** Begin **

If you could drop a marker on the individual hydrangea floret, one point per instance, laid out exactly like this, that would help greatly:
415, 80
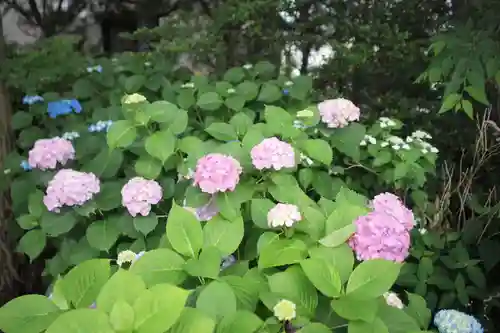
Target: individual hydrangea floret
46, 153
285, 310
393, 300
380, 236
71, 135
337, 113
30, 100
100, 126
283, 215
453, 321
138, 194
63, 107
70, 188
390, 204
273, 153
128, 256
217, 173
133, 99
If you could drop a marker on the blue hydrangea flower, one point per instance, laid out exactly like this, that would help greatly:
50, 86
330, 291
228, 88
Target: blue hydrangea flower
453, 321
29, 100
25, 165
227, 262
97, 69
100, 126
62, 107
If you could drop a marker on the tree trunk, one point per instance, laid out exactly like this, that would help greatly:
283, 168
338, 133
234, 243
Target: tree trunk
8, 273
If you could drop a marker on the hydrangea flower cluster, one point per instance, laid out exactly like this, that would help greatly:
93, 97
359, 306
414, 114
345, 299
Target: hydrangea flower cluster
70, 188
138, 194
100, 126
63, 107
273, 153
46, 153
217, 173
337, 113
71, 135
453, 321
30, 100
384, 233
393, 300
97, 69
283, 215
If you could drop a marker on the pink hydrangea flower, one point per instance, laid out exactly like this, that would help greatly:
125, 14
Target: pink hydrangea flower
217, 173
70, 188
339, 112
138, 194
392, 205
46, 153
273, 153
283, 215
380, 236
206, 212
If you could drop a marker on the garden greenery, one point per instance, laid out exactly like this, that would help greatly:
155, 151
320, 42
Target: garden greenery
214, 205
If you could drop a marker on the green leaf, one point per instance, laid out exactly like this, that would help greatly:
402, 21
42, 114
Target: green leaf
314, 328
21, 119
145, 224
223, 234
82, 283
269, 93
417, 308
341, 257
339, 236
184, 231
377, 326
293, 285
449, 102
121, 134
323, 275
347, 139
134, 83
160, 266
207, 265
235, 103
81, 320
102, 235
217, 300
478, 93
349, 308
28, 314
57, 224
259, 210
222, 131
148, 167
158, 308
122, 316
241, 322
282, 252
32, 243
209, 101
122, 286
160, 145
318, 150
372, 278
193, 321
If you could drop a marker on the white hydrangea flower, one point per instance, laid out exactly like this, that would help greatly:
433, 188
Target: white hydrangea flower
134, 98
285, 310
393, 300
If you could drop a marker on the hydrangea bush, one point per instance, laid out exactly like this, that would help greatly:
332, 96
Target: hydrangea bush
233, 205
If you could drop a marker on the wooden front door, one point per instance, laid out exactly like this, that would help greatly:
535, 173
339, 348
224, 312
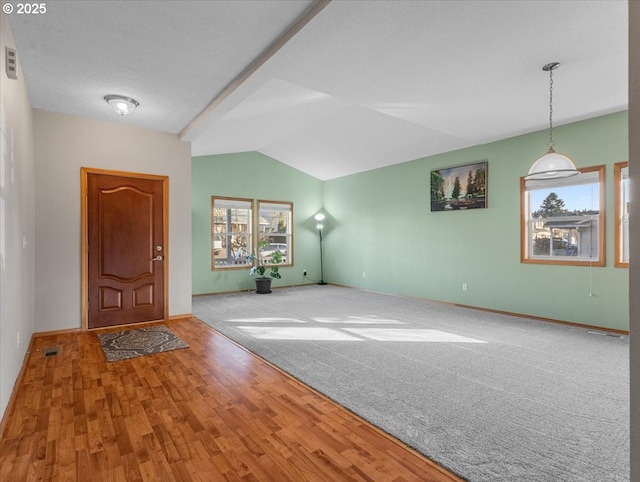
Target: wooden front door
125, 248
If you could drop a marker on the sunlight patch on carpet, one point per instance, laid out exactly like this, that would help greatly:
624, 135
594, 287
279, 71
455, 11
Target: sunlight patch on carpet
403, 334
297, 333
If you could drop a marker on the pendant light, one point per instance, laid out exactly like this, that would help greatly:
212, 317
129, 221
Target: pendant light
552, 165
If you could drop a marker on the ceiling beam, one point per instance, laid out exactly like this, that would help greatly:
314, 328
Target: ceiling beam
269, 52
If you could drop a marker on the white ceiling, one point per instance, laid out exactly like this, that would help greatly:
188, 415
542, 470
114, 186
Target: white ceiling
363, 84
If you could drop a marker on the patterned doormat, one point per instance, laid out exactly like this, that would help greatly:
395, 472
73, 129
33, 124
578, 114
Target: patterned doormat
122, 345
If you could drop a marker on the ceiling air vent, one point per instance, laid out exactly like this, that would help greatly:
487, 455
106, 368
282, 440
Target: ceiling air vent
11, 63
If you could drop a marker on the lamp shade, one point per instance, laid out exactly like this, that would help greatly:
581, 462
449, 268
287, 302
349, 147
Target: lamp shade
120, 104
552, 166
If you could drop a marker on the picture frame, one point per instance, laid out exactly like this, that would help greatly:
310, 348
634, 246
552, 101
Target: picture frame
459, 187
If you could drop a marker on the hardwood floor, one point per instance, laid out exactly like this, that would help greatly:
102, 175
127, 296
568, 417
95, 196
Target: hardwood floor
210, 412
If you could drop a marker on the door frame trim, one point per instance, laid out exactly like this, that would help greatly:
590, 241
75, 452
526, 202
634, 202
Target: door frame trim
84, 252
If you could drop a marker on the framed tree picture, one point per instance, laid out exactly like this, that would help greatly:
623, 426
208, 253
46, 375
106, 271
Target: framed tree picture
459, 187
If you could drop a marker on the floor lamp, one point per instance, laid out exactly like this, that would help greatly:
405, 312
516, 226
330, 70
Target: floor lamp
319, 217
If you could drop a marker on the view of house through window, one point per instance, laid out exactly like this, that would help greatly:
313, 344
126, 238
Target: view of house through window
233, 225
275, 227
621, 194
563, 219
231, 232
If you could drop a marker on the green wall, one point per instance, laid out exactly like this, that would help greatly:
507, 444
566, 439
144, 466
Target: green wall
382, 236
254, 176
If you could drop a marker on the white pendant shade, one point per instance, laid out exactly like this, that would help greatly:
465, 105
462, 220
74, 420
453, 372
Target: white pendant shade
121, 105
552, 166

** End **

• [Goal]:
Reproduce all entries exactly. Pictures do not belong in the copy.

• [Answer to the exercise]:
If you could drop a marker on the individual hydrangea floret, one point per instance, laid out exactly like this, that would help greatly:
415, 80
Target: individual hydrangea floret
46, 153
285, 310
393, 300
380, 236
71, 135
337, 113
30, 100
100, 126
283, 215
453, 321
138, 194
63, 107
70, 188
390, 204
273, 153
128, 256
217, 173
133, 99
If you could drop a marker on the blue hydrangea flower, one point per instance, laid out exactly like this, that would help greatly:
50, 86
330, 291
228, 88
Target: blue hydrangea flower
453, 321
29, 100
25, 165
227, 262
97, 69
100, 126
62, 107
If you could drop a marker on the tree trunk, one point per instance, laid out exactly like this, that would help greatly:
283, 168
338, 133
234, 243
Target: tree trunk
8, 273
If you could drop a marker on the hydrangea flower cluster, one point per instance, laid out exactly like this, that would help greatly:
93, 97
359, 306
414, 114
345, 299
Target: hydrangea flower cluster
70, 188
138, 194
100, 126
63, 107
273, 153
46, 153
217, 173
337, 113
71, 135
453, 321
30, 100
384, 233
393, 300
97, 69
283, 215
If you could drop a marker on the pink hydrangea flower, one point per instance, laid out exactly like this, that would help greatly:
125, 14
Target: pink hydrangea flower
217, 173
70, 188
339, 112
138, 194
392, 205
46, 153
273, 153
283, 215
380, 236
206, 212
If you could drop a marker on the garden greenery, one point per instance, laid out exactly like this, that would help greatly:
155, 151
320, 42
Target: garden greenery
214, 205
If you could drop a marker on the green leaf, one point per instance, laid out exactly like this, that would help greatly:
402, 21
42, 114
Target: green leaf
314, 328
21, 119
145, 224
223, 234
82, 283
269, 93
417, 308
341, 257
339, 236
184, 231
377, 326
293, 285
449, 102
121, 134
323, 275
347, 139
134, 83
160, 266
207, 265
235, 103
81, 320
102, 235
217, 300
478, 93
349, 308
28, 314
57, 224
259, 210
222, 131
148, 167
158, 308
122, 316
241, 322
282, 252
32, 243
209, 101
122, 286
160, 145
318, 150
372, 278
193, 321
If you could drop a marker on the white hydrangea flower, one point per instance, laid out exactly like this, that would help greatly:
433, 188
Target: white hydrangea flower
134, 98
285, 310
393, 300
If you could drop a marker on the hydrangea bush, one point per instance, laid out exactly like this, that would help greatly:
332, 96
Target: hydrangea bush
233, 205
If you could drop a marker on the wooden front door, one point per instance, laid out exactly like this, that would help greatly:
535, 173
339, 348
224, 312
Target: wooden front door
125, 248
If you could drop a marker on the sunlight patch on carpet, one point per instance, laid out exactly like this, that would help greatly:
624, 135
594, 287
279, 71
455, 11
Target: sunlight patch on carpet
403, 334
297, 333
If you could drop a marker on the pendant light, one point per instance, laid out exactly like this, that would help greatly:
212, 317
129, 221
Target: pendant light
552, 165
If you could drop a marker on the ceiling beam, one point per instance, laid out exactly like this, that would help greatly:
314, 328
Target: ceiling beam
269, 52
If you could drop a marker on the white ceiling, one point per instance, laid out exactly like this, that would help greatly:
188, 415
542, 470
114, 186
Target: white ceiling
363, 84
If you could drop a marker on the patterned doormat, one point per instance, laid out exactly like this, that would help greatly:
395, 472
73, 129
33, 124
578, 114
Target: patterned doormat
122, 345
If you could drop a marker on the ceiling air vent, one point per instance, laid out exactly like this, that would help greatly:
487, 455
106, 368
282, 440
Target: ceiling air vent
11, 63
If you could drop a marker on the lamp shade, one point per instance, laid out exactly like this, that would help greatly:
581, 462
449, 268
287, 302
349, 147
Target: lamp shade
120, 104
552, 166
If you could drop a marker on the picture frame, one point per instance, laid out exactly like this, that would help greatly:
310, 348
634, 246
552, 101
Target: picture frame
459, 187
If you could drop a marker on the hardwood floor, one point per instance, laid out exactly like this, that would help greatly:
102, 175
127, 296
568, 417
95, 196
Target: hardwood floor
210, 412
If you could drop a marker on the door frame trim, one point per instance, laid out exactly like this, that would help greatly:
590, 241
75, 452
526, 202
634, 202
Target: door frame trim
84, 252
If you could drop a marker on the framed tree picture, one point per instance, laid out exactly like this, that would help greatly:
623, 426
208, 253
46, 375
106, 271
Target: framed tree picture
459, 187
If you could drop a marker on the floor lamp, one point per instance, laid out exactly like this, that would help greatly:
405, 312
516, 226
330, 70
Target: floor lamp
319, 217
If you could drop a marker on the view of house through window, one point per instance, laid out exactly like this, that would help greatly:
313, 344
126, 238
Target: view of house through window
233, 225
275, 227
621, 194
563, 219
231, 232
If you could drop a marker on the green wall, one point per instance, laid out exactly like this, that would help greatly:
507, 444
566, 439
144, 466
Target: green wall
382, 236
254, 176
If you could drop a marker on the white pendant shade, one point per instance, laid out exactly like this, that would help greatly:
465, 105
462, 220
74, 420
453, 372
Target: white pendant shade
121, 105
552, 166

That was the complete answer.